*What to do*
Gather every line in the records below that contains the word "wall".

*Exercise inputs*
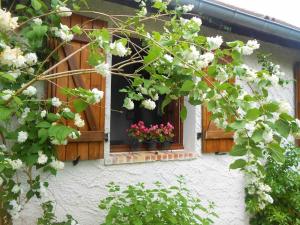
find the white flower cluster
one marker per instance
(7, 22)
(15, 164)
(56, 102)
(78, 121)
(117, 48)
(248, 49)
(64, 11)
(23, 116)
(96, 97)
(185, 8)
(22, 136)
(214, 42)
(15, 209)
(148, 104)
(255, 186)
(29, 91)
(64, 33)
(57, 165)
(192, 56)
(128, 104)
(15, 57)
(103, 69)
(7, 94)
(42, 159)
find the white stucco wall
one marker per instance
(77, 190)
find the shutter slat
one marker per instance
(90, 145)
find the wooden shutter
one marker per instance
(297, 94)
(214, 139)
(91, 143)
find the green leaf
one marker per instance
(43, 124)
(36, 4)
(253, 114)
(5, 113)
(188, 85)
(80, 105)
(282, 127)
(51, 117)
(257, 135)
(239, 163)
(277, 152)
(77, 30)
(183, 113)
(20, 6)
(238, 150)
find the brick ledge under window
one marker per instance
(149, 156)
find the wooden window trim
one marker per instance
(175, 146)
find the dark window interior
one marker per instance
(121, 119)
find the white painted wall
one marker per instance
(78, 189)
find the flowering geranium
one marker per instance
(138, 131)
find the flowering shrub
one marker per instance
(139, 205)
(160, 133)
(282, 184)
(180, 62)
(138, 131)
(166, 132)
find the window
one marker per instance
(91, 143)
(121, 119)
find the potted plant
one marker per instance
(152, 137)
(136, 133)
(166, 135)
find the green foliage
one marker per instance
(284, 180)
(137, 205)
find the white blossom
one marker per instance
(12, 57)
(15, 164)
(284, 107)
(22, 136)
(253, 44)
(31, 59)
(74, 135)
(63, 33)
(214, 42)
(78, 121)
(57, 165)
(148, 104)
(117, 48)
(197, 20)
(15, 74)
(37, 21)
(55, 102)
(128, 104)
(250, 127)
(186, 8)
(7, 94)
(168, 57)
(103, 69)
(16, 208)
(7, 22)
(268, 136)
(97, 95)
(42, 159)
(64, 11)
(57, 142)
(16, 189)
(43, 113)
(30, 91)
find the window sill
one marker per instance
(149, 156)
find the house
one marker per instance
(199, 151)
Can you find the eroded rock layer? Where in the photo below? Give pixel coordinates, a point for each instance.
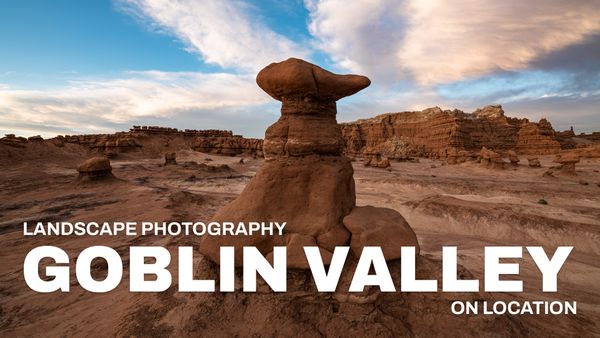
(434, 132)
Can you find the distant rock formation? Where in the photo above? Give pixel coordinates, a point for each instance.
(170, 158)
(432, 132)
(566, 163)
(95, 169)
(491, 159)
(305, 180)
(534, 162)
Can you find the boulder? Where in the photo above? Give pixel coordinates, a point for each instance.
(372, 226)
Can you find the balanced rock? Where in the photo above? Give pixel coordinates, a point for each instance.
(95, 169)
(305, 181)
(170, 158)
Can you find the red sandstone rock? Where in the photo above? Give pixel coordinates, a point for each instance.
(372, 226)
(513, 157)
(534, 162)
(95, 168)
(433, 131)
(305, 181)
(170, 158)
(492, 159)
(567, 163)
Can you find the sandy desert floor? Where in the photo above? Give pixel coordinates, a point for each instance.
(463, 205)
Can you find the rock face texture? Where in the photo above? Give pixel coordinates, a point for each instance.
(95, 169)
(534, 162)
(170, 158)
(434, 132)
(305, 181)
(513, 157)
(567, 163)
(371, 226)
(491, 159)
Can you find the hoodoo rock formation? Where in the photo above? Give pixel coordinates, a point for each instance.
(305, 180)
(170, 158)
(95, 169)
(567, 163)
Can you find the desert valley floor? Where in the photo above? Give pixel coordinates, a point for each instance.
(464, 205)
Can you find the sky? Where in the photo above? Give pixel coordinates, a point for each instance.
(73, 67)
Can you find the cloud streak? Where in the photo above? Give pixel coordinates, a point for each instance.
(437, 41)
(81, 104)
(222, 33)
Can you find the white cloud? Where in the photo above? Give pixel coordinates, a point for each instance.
(223, 33)
(439, 41)
(92, 104)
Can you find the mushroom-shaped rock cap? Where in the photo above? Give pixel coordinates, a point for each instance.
(298, 78)
(95, 164)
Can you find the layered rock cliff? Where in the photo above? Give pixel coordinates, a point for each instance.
(434, 132)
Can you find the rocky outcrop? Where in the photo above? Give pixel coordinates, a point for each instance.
(432, 132)
(383, 227)
(513, 157)
(377, 161)
(566, 163)
(491, 159)
(534, 162)
(95, 169)
(304, 181)
(229, 145)
(170, 158)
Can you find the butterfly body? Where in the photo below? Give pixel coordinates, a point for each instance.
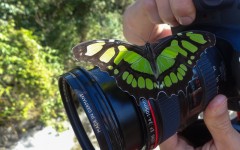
(144, 71)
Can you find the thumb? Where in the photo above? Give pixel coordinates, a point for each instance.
(218, 122)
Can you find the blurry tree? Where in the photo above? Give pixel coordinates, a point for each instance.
(63, 23)
(36, 37)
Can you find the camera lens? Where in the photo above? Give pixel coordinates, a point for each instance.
(113, 119)
(112, 114)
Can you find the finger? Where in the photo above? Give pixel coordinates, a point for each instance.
(218, 122)
(165, 12)
(183, 10)
(175, 143)
(151, 10)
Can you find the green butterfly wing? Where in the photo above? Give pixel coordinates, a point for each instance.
(145, 71)
(176, 57)
(125, 62)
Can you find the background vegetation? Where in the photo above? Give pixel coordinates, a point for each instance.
(36, 37)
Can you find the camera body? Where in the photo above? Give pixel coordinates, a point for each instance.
(118, 122)
(221, 17)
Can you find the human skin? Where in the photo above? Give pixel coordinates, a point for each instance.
(145, 21)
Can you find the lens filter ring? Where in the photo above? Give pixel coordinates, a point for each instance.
(79, 82)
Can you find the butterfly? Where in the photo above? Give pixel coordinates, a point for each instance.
(144, 71)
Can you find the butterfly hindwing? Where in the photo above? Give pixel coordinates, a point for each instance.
(164, 66)
(177, 56)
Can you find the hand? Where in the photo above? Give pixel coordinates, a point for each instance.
(217, 119)
(143, 21)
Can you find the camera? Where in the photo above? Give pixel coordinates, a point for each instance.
(105, 117)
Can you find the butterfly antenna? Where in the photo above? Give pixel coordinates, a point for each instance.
(137, 35)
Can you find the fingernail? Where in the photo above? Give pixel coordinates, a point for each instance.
(185, 20)
(218, 105)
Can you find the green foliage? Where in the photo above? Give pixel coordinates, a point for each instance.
(28, 76)
(36, 38)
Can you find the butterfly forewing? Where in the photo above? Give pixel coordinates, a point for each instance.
(177, 56)
(165, 66)
(126, 62)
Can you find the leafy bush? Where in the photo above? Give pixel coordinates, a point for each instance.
(28, 77)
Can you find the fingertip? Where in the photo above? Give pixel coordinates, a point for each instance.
(217, 106)
(184, 11)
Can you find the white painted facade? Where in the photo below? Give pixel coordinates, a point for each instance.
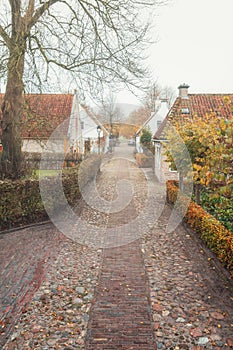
(153, 123)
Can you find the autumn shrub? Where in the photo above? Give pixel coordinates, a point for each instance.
(218, 238)
(21, 202)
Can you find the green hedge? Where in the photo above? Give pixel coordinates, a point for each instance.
(212, 232)
(21, 203)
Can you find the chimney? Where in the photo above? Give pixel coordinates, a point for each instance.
(183, 91)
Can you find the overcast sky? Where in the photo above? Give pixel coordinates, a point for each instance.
(195, 46)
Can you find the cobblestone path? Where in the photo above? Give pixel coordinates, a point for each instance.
(121, 316)
(25, 256)
(158, 290)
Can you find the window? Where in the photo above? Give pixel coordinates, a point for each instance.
(185, 110)
(159, 122)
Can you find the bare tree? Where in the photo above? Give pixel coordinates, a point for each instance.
(110, 112)
(98, 41)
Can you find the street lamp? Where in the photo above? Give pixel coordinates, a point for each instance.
(99, 131)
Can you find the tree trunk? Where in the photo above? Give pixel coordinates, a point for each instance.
(12, 109)
(198, 193)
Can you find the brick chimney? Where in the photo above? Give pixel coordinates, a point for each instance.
(183, 91)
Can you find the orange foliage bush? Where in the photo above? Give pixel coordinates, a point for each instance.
(213, 233)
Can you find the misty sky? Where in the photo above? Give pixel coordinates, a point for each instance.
(195, 46)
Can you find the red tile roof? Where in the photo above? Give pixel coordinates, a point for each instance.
(43, 113)
(198, 105)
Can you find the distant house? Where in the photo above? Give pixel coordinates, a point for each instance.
(44, 113)
(153, 122)
(185, 107)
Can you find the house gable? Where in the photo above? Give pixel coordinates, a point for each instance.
(43, 113)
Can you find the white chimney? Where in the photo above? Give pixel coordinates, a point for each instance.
(183, 91)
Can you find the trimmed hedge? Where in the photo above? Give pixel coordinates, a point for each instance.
(144, 161)
(21, 203)
(212, 232)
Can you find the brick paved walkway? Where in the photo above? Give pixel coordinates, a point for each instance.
(159, 290)
(121, 316)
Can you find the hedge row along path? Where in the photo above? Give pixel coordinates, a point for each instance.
(160, 291)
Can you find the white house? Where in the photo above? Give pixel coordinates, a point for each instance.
(61, 119)
(153, 122)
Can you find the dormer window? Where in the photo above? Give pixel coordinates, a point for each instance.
(185, 110)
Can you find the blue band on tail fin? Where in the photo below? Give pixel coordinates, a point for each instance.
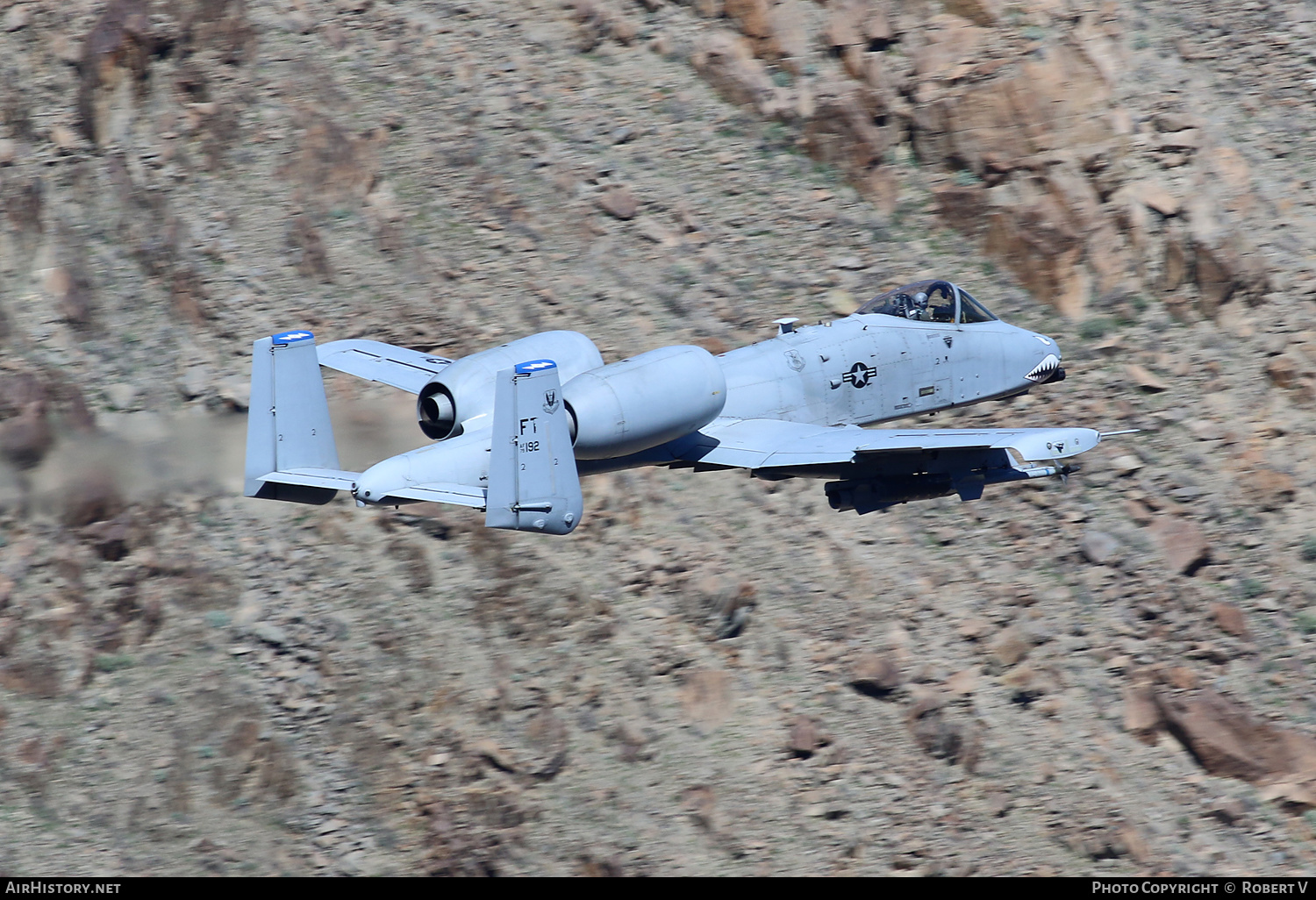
(292, 337)
(534, 366)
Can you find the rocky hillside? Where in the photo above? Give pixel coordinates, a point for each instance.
(712, 674)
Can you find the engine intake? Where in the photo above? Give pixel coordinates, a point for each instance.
(465, 389)
(642, 402)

*Solution for this problem*
find the white stucco wall
find the white painted wall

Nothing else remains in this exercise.